» **Available data**
━━━━━━━━━━━━━━━━━━━━━━━━━━━━━━

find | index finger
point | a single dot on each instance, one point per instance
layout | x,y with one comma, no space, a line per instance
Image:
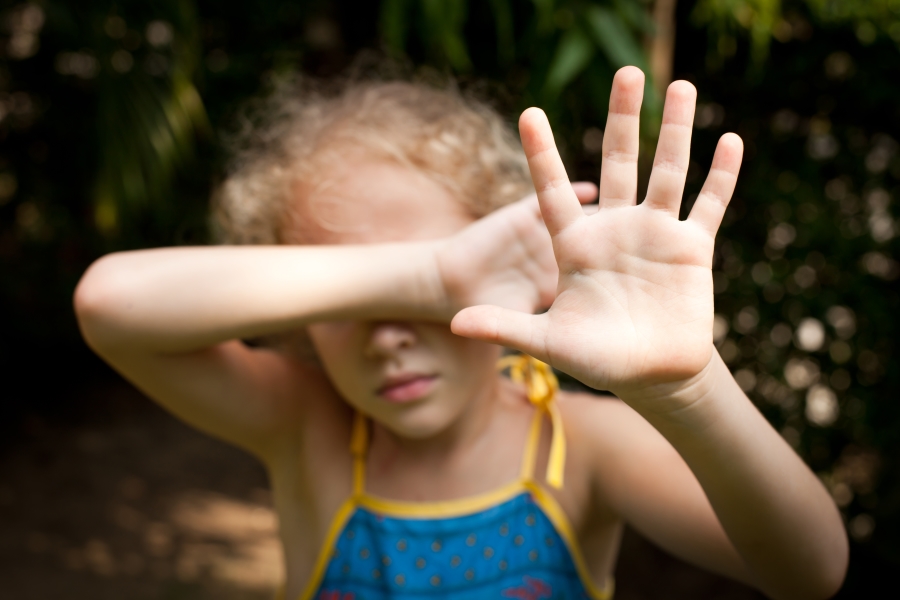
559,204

━━━━━━━━━━━━━━━━━━━━━━━━━━━━━━

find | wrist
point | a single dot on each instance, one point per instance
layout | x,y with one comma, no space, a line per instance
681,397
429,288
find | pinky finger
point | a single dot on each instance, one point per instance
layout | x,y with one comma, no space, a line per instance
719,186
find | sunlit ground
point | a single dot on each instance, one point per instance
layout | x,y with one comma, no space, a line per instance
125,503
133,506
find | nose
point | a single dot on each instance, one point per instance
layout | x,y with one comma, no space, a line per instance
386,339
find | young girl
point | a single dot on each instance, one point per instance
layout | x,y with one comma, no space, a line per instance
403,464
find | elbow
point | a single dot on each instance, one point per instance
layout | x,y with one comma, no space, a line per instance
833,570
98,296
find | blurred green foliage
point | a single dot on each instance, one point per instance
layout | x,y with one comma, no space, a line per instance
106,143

━━━━━━━━━━━━━━━━━━━━━━━━━━━━━━

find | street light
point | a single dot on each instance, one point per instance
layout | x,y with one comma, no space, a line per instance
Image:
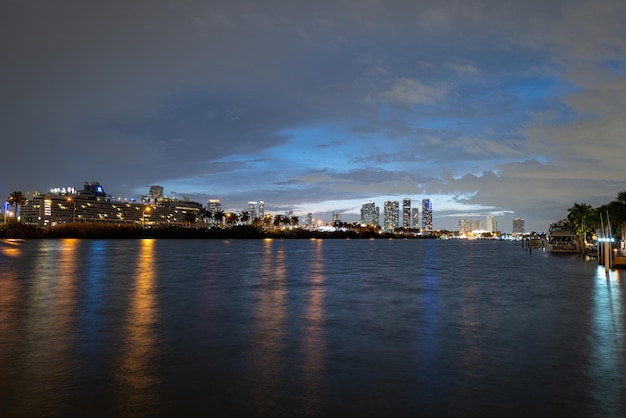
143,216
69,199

━━━━━━━━━━━━━━━━━━━━━━━━━━━━━━

» **What is asked**
List every line of the records above that contains the string "finger", copying each line in full.

» **Exercise output**
find | index finger
find | pinky finger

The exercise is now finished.